■ **Given text**:
———
For the Rail segment, revenues improved compared to the same period of the previous year due to technological advances that the Group is pursuing in terms of Research & Development, supplying integrated solutions on the catenary wire system and to the development phase of the production activities concerning the sizeable orders acquired at the end of 2016.

EBITDA by segment

The tables below show the income statement figures as at 30 June 2018 compared to those at 30 June 2017, broken down into three operating segments:

Half-year ended 30 June
(Euro in thousands) 2018 % of revenues 2017 % of
revenues
2018 vs. 2017
Energy 2,557 12.3% 5,542 17.3% (2,985)
Trencher 5,211 8.7% 2,034 4.0% 3,177
Rail 1,557 15.1% 1,132 14.4% 425
EBITDA 9,325 10.2% 8,708 9.6% 617

(*) EBITDA is represented by the operating income including amortisation/depreciation. The EBITDA thus defined represents a measurement used by Company management to monitor and assess the operating performance. EBITDA is not recognised as a measure of performance by IFRS and therefore is not to be considered an alternative measurement for assessing the performance of the Group's operating income. As the composition of EBITDA is not governed by the reference accounting standards, the calculation criterion applied by the Group may not be in line with the criterion adopted by others and is therefore not comparable.

This result is the combined effect of different trends in the three segments:

  • Trencher: improvement in EBITDA from Euro 2,034 thousand in the first half of 2017 to Euro 5,211 thousand in 2018 linked to the increase in business activities in the various reference sectors and to the fixed cost absorption;
  • Rail: EBITDA increased from a value of Euro 1,132 thousand as at 30 June 2017 to a value of Euro 1,557 thousand as at 30 June 2018 thanks to the trend in sales volumes;
  • Energy: deterioration in EBITDA from Euro 5,542 thousand in the first half of 2017 to Euro 2,557 thousand in 2018, is attributable to the concentration of sales of Energy products in the first quarter of the prior year, due to the Indonesian contract that in items of turnover and margins, has mainly impacted the first quarter of 2017.

For more details on sector information, see the Explanatory note 18 "Segment Reporting" of this report.
———
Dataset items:
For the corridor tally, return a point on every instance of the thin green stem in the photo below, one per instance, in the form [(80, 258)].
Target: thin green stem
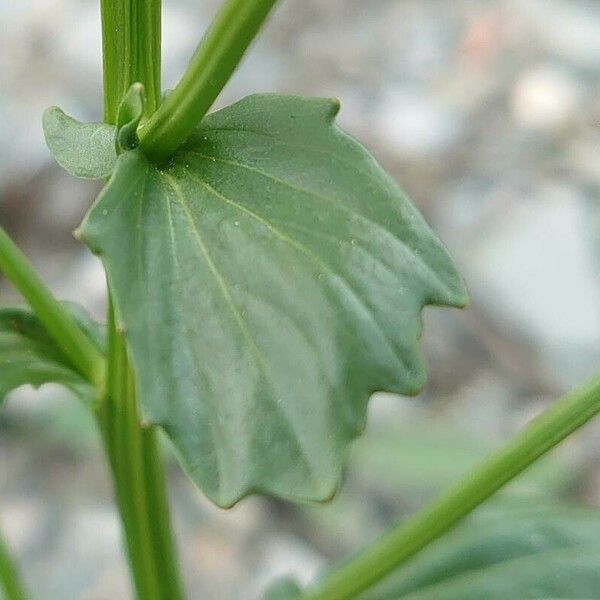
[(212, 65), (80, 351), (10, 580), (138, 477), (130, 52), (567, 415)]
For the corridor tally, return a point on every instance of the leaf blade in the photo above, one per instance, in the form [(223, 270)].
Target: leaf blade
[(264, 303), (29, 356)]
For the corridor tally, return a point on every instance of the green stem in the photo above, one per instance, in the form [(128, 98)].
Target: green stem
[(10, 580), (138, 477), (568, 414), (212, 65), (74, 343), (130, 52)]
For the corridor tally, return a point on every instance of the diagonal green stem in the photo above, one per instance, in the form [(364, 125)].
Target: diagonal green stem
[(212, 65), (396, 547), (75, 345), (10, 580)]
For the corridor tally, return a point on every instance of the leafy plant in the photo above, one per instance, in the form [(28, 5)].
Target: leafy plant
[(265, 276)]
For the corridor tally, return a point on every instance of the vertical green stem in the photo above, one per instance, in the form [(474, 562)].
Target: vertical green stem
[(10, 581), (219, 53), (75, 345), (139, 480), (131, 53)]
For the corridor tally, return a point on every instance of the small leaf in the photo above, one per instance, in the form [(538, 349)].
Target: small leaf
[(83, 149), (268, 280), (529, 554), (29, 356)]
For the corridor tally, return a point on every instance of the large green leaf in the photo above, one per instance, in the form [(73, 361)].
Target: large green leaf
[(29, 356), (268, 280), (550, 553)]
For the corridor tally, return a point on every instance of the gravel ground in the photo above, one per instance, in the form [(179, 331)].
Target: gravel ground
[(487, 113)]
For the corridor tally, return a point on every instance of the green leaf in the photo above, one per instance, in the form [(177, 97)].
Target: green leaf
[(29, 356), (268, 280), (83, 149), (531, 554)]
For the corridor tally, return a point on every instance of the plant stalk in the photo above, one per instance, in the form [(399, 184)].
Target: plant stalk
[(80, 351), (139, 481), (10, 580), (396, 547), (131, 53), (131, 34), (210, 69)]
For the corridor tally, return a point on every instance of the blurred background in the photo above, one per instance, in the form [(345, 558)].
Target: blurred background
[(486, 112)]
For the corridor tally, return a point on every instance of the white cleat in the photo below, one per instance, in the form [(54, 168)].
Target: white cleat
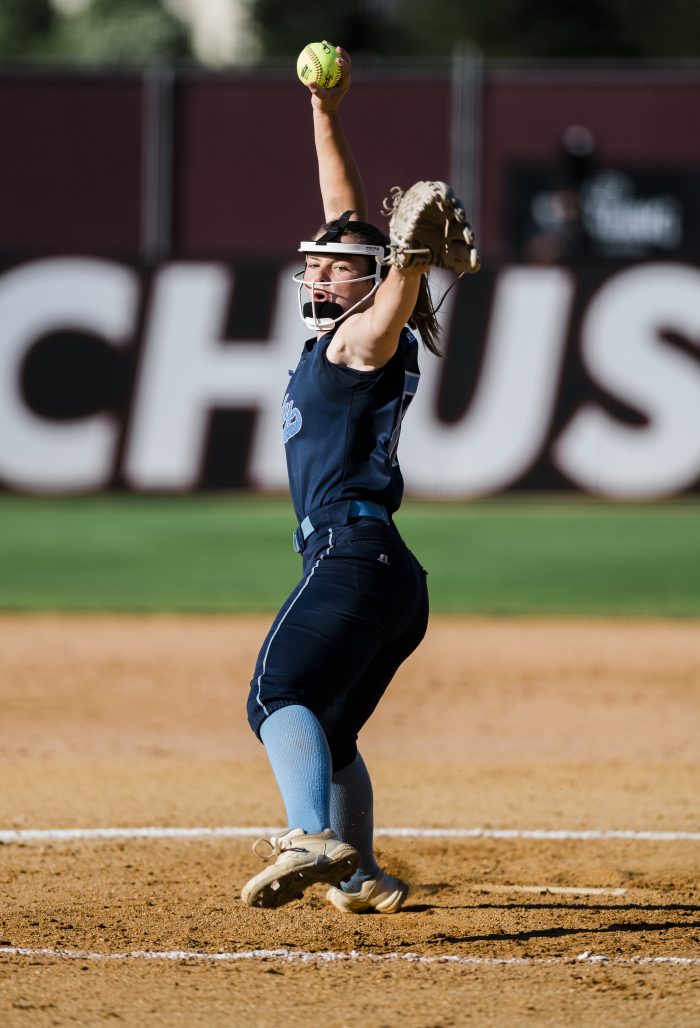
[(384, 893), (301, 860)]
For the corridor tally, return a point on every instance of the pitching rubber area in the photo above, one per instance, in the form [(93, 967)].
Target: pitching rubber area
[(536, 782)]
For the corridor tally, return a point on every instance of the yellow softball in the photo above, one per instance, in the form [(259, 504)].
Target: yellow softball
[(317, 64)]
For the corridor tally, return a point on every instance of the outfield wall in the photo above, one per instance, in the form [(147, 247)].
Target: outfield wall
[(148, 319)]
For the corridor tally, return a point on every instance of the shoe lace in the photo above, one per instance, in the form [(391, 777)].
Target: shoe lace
———
■ **What you will do**:
**a)** Please rewrite the paragraph of the segment report that begins "For the Rail segment, revenues improved" as a short bulleted list that keeps its main facts.
**b)** Answer these questions from the segment report above:
(i) What was the Trencher segment's EBITDA as a percentage of revenues for the half-year ended 30 June 2018?
(ii) Which explanatory note does the report point to for more details on sector information?
(iii) Which contract does the report tie to the deterioration in Energy EBITDA?

■ **Expected responses**:
**a)**
Rail segment revenues improved compared to the same period of the previous year because of:
- technological advances the Group is pursuing in Research & Development
- supplying integrated solutions on the catenary wire system
- the development phase of production activities for the sizeable orders acquired at the end of 2016

**b)**
(i) 8.7%
(ii) Explanatory note 18 "Segment Reporting"
(iii) The Indonesian contract, which mainly impacted the first quarter of 2017.